Natural language region descriptions:
━━━

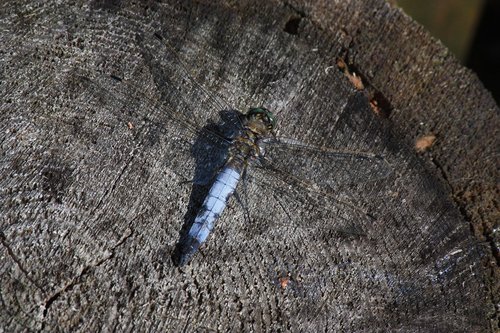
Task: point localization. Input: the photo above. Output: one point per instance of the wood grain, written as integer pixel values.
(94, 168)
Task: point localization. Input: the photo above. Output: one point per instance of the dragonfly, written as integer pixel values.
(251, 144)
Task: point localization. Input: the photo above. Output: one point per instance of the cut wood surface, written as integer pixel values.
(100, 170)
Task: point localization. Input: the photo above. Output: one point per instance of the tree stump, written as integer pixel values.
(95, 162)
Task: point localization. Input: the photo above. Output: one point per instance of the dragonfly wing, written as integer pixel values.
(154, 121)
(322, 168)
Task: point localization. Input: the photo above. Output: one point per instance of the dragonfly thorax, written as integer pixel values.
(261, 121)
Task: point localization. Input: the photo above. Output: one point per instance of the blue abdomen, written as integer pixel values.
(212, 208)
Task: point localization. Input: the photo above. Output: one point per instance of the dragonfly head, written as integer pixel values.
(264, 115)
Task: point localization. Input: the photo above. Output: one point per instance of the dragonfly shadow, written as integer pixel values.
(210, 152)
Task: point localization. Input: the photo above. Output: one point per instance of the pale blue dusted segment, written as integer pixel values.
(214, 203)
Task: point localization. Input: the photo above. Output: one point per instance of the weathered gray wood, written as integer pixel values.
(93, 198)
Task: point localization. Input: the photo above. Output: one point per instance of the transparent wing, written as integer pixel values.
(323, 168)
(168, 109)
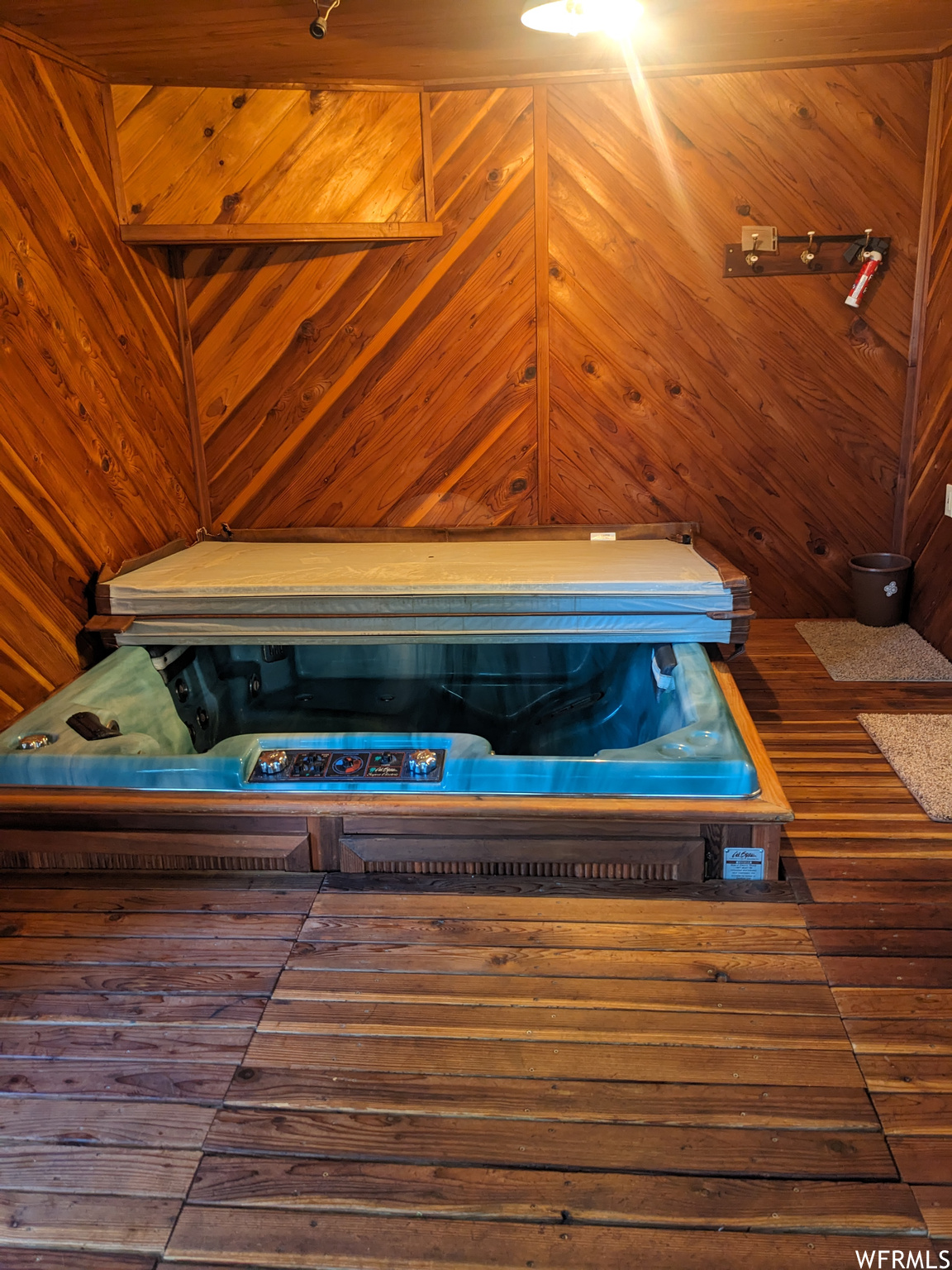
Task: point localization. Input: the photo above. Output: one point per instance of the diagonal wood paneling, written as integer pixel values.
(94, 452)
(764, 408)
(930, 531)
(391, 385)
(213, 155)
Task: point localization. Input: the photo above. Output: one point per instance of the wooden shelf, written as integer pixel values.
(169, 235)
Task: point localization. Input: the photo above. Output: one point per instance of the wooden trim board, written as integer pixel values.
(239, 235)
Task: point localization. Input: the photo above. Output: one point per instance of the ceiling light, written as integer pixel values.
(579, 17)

━━━

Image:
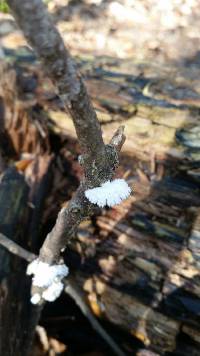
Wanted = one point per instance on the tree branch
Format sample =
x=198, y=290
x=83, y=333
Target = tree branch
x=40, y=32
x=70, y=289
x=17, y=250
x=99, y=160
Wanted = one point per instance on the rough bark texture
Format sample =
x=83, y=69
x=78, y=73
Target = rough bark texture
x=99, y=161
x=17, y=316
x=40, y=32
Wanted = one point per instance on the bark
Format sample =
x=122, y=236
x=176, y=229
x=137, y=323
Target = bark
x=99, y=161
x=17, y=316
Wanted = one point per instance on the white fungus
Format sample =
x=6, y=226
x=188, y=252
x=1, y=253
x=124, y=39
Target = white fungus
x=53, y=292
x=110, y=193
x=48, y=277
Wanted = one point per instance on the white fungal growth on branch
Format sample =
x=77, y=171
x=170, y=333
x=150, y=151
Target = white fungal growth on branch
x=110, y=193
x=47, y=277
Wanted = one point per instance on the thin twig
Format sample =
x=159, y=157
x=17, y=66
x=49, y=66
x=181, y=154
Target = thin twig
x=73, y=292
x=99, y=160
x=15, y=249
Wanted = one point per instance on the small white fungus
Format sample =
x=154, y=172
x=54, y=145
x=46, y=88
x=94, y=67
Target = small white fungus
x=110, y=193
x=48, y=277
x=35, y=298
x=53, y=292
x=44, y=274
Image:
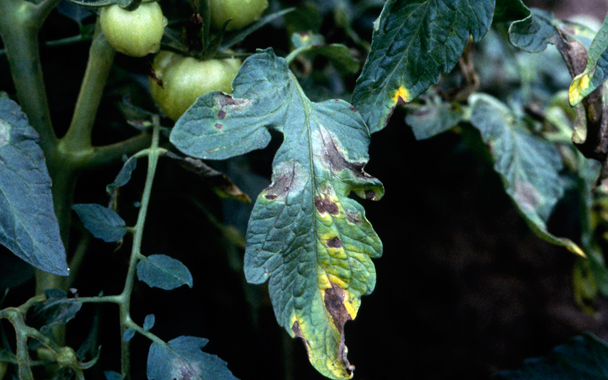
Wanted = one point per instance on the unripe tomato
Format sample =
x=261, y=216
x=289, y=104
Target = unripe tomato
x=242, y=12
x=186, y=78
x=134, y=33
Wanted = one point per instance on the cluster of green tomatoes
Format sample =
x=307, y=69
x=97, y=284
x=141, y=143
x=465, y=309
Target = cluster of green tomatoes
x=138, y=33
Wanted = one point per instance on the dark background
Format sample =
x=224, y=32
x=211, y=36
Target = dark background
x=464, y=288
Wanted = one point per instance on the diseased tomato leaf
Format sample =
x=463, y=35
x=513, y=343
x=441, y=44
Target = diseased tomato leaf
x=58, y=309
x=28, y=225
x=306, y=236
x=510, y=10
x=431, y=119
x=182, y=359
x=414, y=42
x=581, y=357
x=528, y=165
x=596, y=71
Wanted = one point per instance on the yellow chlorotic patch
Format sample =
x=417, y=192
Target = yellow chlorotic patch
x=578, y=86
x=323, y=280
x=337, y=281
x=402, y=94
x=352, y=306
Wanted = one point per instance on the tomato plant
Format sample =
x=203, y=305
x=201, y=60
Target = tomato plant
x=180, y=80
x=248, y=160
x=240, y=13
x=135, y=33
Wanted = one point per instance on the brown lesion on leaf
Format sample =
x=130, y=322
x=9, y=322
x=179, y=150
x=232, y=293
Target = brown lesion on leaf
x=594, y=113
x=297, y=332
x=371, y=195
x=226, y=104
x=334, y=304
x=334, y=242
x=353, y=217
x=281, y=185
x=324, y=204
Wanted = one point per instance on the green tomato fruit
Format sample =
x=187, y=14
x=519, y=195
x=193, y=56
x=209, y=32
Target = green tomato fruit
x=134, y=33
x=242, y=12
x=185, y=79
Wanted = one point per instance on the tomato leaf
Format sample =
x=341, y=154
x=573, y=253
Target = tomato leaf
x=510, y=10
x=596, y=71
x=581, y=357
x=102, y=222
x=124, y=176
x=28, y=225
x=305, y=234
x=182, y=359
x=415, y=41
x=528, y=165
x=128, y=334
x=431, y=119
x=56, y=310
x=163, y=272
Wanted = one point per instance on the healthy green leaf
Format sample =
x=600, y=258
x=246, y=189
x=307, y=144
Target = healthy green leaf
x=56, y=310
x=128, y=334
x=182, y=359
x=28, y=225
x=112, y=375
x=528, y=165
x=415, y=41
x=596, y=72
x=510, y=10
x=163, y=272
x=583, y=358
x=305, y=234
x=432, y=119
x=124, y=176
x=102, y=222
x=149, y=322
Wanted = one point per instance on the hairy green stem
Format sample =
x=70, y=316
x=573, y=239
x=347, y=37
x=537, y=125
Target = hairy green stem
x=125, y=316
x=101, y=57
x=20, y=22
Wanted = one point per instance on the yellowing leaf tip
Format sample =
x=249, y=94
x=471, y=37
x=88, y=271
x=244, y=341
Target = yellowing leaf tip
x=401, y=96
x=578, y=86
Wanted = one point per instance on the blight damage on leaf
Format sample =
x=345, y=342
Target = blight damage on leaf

━━━

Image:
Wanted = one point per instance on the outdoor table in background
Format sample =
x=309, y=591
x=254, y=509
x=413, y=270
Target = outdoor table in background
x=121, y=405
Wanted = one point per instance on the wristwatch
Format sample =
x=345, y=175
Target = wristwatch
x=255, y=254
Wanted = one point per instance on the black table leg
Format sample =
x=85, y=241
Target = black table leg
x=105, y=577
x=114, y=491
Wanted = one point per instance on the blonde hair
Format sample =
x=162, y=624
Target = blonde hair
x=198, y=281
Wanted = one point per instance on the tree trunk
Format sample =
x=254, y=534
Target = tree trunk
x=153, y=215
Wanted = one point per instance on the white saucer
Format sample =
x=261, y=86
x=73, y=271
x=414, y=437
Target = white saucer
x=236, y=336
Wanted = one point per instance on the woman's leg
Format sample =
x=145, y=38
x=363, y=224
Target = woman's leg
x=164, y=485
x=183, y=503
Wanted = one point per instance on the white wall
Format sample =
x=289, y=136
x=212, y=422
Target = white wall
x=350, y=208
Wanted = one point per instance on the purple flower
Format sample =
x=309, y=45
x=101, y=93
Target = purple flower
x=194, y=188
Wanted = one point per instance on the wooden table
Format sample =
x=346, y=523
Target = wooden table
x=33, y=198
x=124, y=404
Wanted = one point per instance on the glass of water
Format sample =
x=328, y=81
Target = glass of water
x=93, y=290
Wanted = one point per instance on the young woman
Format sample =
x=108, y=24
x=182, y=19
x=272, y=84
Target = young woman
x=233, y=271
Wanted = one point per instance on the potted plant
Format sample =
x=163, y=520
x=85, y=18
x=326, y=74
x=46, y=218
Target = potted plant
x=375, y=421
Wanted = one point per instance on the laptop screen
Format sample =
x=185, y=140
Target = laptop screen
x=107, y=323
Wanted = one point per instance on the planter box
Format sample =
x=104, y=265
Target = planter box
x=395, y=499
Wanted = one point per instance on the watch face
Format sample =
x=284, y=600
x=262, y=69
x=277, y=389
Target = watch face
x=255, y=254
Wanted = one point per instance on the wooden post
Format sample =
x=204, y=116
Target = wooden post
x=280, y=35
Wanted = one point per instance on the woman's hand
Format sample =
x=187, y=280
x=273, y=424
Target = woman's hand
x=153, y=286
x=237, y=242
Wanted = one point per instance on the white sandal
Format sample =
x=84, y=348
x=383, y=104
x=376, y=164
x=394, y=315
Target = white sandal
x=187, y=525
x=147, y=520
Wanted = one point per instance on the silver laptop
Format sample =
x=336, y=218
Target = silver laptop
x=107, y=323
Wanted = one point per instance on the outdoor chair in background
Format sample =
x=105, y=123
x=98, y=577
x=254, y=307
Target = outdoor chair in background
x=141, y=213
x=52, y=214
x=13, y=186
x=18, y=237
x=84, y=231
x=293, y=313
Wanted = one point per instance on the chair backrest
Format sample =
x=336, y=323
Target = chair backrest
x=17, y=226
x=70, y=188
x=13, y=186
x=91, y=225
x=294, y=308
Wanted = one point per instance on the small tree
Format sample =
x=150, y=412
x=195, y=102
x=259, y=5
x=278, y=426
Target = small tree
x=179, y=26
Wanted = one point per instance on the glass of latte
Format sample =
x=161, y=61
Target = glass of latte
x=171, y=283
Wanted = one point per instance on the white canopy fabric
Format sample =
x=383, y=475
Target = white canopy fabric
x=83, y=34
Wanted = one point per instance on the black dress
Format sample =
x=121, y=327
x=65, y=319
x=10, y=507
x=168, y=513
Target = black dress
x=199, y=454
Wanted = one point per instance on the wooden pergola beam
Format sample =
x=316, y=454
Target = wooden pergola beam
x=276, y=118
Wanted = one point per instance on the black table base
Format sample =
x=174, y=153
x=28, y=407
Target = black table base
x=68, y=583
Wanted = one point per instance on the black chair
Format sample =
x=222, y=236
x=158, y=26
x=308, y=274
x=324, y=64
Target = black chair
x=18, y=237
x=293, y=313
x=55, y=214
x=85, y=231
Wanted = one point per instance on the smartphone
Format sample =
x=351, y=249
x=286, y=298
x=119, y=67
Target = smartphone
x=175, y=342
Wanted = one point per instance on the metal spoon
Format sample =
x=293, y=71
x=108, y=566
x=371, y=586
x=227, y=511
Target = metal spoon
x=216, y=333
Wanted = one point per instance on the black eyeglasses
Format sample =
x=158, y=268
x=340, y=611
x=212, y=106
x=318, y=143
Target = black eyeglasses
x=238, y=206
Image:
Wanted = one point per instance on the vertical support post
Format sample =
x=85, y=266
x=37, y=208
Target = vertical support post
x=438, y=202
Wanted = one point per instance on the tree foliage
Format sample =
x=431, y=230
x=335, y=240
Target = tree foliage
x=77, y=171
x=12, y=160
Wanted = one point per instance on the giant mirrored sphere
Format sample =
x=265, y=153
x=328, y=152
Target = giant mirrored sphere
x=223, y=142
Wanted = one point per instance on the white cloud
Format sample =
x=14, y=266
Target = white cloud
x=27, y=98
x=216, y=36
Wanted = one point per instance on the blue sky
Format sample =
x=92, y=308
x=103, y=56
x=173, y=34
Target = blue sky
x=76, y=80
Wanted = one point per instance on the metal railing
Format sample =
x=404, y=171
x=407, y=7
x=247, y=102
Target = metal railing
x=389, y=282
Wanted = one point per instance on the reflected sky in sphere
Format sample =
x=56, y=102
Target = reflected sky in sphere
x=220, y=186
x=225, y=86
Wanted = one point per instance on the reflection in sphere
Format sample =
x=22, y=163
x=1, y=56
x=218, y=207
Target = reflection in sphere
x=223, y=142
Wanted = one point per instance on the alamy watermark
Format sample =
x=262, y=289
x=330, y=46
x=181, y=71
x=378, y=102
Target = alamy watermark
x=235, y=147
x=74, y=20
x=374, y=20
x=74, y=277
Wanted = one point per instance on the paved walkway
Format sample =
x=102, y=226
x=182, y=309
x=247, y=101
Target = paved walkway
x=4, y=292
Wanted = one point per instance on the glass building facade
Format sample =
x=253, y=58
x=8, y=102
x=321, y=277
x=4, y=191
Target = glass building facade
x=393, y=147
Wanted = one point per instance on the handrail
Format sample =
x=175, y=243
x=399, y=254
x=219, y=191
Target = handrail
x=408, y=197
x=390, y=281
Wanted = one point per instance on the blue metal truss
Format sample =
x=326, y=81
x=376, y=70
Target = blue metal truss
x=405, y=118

━━━

### WHAT THE EXERCISE ASKS:
Find each line in the records above that contains "damage", and copy it.

### WRITTEN SOLUTION:
Wanted = one point per instance on the blight damage on leaf
Target = blight damage on leaf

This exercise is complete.